_Task description_. Search through the entries for the word "left" and copy every line that has it.

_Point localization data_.
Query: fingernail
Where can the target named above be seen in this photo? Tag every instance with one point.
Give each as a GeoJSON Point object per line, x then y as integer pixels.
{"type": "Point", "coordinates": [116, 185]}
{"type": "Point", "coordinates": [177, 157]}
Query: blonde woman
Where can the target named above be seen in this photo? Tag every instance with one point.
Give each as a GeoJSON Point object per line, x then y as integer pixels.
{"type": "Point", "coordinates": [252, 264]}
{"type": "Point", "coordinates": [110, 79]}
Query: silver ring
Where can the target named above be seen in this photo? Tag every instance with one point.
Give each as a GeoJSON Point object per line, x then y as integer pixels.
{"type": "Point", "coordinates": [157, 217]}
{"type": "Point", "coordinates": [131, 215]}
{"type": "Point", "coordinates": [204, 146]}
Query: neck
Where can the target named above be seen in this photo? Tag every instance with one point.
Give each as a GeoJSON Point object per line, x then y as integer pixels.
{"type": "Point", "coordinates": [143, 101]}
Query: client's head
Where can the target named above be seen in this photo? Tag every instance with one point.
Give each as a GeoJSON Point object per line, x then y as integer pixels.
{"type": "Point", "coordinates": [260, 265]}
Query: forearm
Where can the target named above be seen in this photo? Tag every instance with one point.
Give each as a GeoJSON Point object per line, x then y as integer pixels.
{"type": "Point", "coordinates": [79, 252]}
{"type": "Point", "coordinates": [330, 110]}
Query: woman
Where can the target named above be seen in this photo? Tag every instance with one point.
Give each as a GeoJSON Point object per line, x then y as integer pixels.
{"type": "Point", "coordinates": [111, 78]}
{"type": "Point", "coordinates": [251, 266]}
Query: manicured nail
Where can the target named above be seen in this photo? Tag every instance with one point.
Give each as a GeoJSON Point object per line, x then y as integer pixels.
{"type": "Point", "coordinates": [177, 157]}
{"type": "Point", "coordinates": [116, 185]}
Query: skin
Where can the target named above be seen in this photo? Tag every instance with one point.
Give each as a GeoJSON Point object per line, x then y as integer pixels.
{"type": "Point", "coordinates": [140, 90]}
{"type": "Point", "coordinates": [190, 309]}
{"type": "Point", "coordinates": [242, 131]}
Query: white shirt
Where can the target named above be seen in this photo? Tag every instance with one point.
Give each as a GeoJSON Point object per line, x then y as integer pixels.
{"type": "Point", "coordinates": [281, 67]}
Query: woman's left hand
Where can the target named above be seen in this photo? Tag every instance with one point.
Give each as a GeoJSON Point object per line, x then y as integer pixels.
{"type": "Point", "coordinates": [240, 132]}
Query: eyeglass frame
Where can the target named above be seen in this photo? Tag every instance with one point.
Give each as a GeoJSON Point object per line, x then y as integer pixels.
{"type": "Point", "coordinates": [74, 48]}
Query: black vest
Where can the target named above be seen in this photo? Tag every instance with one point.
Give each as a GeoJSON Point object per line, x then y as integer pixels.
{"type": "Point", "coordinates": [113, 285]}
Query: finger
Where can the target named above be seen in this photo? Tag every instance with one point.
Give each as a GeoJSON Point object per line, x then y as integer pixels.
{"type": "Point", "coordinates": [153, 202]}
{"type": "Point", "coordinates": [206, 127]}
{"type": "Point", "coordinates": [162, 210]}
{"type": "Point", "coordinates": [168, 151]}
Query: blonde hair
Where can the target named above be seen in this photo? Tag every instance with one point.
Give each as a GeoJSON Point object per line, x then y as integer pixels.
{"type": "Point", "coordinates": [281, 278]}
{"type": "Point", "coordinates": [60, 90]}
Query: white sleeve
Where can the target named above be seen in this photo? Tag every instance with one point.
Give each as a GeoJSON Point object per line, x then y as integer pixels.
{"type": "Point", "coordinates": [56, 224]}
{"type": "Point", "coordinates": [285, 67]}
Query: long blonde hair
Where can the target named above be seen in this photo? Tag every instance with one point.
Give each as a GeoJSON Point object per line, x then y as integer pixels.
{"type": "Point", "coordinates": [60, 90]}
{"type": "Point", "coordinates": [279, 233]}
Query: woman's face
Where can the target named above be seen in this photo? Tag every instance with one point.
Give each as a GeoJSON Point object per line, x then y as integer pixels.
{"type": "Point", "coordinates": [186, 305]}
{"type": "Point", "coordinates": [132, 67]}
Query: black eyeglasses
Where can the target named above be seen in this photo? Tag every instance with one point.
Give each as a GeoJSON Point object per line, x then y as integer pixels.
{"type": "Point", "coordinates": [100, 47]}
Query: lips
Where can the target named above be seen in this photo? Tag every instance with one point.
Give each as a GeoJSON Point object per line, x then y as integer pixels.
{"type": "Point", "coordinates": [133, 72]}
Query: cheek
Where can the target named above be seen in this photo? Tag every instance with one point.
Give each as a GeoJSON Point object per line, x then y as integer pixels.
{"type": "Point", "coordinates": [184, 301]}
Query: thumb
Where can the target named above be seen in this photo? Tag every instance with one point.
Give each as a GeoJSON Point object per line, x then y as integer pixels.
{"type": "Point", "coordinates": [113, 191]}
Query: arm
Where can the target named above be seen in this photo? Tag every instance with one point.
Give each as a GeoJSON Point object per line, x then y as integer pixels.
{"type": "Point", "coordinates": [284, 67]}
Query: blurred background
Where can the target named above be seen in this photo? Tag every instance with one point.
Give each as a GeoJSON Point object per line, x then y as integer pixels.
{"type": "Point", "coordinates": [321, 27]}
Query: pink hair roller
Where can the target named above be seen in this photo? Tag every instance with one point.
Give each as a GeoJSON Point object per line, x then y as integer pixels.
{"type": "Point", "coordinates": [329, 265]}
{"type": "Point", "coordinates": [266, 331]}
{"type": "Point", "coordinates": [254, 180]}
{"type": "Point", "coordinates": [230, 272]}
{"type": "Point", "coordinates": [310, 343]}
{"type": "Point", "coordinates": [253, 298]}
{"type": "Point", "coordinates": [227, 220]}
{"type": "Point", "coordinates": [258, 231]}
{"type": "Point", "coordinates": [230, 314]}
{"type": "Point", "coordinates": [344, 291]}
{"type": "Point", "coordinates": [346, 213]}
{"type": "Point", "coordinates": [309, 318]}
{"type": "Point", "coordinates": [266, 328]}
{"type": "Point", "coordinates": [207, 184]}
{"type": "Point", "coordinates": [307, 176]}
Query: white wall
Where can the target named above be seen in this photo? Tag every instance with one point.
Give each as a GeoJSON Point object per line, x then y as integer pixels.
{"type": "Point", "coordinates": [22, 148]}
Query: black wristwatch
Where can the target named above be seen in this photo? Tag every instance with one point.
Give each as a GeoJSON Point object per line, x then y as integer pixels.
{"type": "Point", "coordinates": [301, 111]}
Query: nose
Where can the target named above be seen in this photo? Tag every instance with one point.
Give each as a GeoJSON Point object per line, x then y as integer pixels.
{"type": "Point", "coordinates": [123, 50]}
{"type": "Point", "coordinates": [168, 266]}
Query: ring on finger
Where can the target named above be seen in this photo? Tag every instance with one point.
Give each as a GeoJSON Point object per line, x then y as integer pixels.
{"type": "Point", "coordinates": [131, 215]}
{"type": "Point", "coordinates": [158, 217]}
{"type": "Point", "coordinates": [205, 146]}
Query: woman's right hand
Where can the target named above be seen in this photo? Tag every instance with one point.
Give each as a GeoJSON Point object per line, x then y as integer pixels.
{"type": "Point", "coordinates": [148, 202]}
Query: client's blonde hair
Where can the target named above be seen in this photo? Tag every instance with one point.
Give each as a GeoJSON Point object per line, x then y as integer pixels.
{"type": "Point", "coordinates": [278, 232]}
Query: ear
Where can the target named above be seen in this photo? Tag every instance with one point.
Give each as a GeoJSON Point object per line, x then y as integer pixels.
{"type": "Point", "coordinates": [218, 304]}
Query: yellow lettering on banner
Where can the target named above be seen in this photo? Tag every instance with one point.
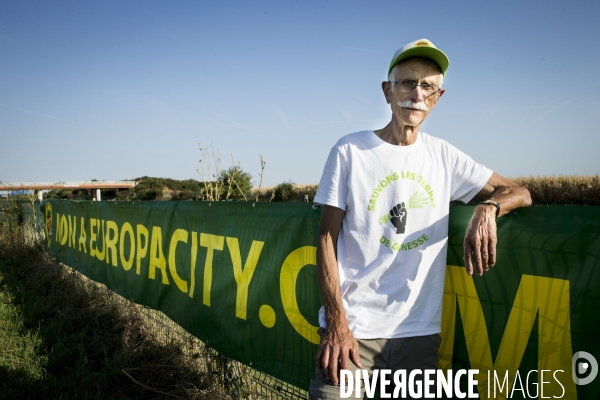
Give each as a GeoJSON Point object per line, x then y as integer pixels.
{"type": "Point", "coordinates": [82, 236]}
{"type": "Point", "coordinates": [193, 254]}
{"type": "Point", "coordinates": [93, 237]}
{"type": "Point", "coordinates": [101, 254]}
{"type": "Point", "coordinates": [180, 235]}
{"type": "Point", "coordinates": [141, 250]}
{"type": "Point", "coordinates": [64, 230]}
{"type": "Point", "coordinates": [157, 257]}
{"type": "Point", "coordinates": [547, 297]}
{"type": "Point", "coordinates": [290, 269]}
{"type": "Point", "coordinates": [111, 242]}
{"type": "Point", "coordinates": [243, 276]}
{"type": "Point", "coordinates": [212, 243]}
{"type": "Point", "coordinates": [72, 230]}
{"type": "Point", "coordinates": [127, 263]}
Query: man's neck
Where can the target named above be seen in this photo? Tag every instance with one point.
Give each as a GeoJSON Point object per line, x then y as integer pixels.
{"type": "Point", "coordinates": [398, 135]}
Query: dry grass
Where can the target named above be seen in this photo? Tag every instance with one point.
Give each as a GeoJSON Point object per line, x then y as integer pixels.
{"type": "Point", "coordinates": [569, 189]}
{"type": "Point", "coordinates": [297, 195]}
{"type": "Point", "coordinates": [63, 335]}
{"type": "Point", "coordinates": [82, 340]}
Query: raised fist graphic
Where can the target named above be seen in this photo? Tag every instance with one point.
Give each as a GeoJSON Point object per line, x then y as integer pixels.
{"type": "Point", "coordinates": [398, 217]}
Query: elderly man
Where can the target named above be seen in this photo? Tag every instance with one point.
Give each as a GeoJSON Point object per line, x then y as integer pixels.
{"type": "Point", "coordinates": [381, 252]}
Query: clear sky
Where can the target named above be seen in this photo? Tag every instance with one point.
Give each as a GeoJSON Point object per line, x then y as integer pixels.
{"type": "Point", "coordinates": [120, 89]}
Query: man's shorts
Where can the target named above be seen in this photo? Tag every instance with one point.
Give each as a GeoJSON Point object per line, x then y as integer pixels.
{"type": "Point", "coordinates": [419, 352]}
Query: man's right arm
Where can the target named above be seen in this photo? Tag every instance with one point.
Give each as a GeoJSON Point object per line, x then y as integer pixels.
{"type": "Point", "coordinates": [337, 343]}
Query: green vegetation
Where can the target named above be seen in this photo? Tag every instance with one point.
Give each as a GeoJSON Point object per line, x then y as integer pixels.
{"type": "Point", "coordinates": [568, 190]}
{"type": "Point", "coordinates": [63, 336]}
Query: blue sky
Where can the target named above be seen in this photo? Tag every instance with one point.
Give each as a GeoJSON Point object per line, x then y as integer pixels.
{"type": "Point", "coordinates": [120, 89]}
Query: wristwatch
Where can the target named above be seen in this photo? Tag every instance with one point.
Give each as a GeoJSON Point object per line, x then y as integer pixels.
{"type": "Point", "coordinates": [494, 203]}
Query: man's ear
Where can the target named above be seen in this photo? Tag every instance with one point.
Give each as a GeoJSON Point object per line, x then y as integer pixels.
{"type": "Point", "coordinates": [439, 94]}
{"type": "Point", "coordinates": [386, 86]}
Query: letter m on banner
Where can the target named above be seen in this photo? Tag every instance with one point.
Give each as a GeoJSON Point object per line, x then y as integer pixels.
{"type": "Point", "coordinates": [547, 299]}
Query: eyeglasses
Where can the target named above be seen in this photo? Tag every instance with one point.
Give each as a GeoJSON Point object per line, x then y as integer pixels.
{"type": "Point", "coordinates": [407, 86]}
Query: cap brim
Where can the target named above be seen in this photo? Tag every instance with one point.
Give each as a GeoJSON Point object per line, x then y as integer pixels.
{"type": "Point", "coordinates": [434, 54]}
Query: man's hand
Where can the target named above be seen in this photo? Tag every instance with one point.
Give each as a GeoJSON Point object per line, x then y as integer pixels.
{"type": "Point", "coordinates": [398, 217]}
{"type": "Point", "coordinates": [480, 240]}
{"type": "Point", "coordinates": [337, 346]}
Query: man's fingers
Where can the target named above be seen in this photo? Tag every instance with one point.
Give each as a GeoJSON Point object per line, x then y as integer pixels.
{"type": "Point", "coordinates": [484, 253]}
{"type": "Point", "coordinates": [333, 367]}
{"type": "Point", "coordinates": [477, 258]}
{"type": "Point", "coordinates": [492, 250]}
{"type": "Point", "coordinates": [355, 357]}
{"type": "Point", "coordinates": [467, 258]}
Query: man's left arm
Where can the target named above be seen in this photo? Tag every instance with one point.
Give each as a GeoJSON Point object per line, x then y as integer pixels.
{"type": "Point", "coordinates": [480, 238]}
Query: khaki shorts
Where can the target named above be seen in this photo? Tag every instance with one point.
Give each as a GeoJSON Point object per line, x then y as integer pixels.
{"type": "Point", "coordinates": [419, 352]}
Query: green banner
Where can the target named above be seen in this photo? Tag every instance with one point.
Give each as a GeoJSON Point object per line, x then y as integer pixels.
{"type": "Point", "coordinates": [241, 277]}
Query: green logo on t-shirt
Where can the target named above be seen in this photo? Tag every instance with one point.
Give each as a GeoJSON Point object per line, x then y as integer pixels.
{"type": "Point", "coordinates": [422, 197]}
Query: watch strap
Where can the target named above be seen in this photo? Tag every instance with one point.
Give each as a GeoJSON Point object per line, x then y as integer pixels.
{"type": "Point", "coordinates": [493, 203]}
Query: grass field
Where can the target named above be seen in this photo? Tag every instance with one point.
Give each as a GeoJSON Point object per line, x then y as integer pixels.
{"type": "Point", "coordinates": [63, 336]}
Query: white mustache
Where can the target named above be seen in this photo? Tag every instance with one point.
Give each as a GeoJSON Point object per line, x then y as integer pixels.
{"type": "Point", "coordinates": [412, 105]}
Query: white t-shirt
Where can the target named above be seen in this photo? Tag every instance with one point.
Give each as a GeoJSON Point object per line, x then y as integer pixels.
{"type": "Point", "coordinates": [391, 249]}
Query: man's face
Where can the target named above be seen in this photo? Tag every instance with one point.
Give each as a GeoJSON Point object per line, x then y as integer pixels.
{"type": "Point", "coordinates": [405, 105]}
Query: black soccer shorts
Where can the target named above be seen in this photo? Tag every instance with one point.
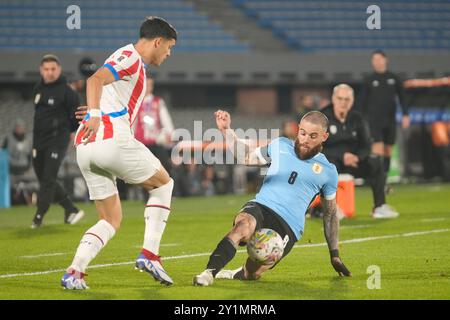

_Solved problem_.
Query: woman's left hand
Query: man's left arm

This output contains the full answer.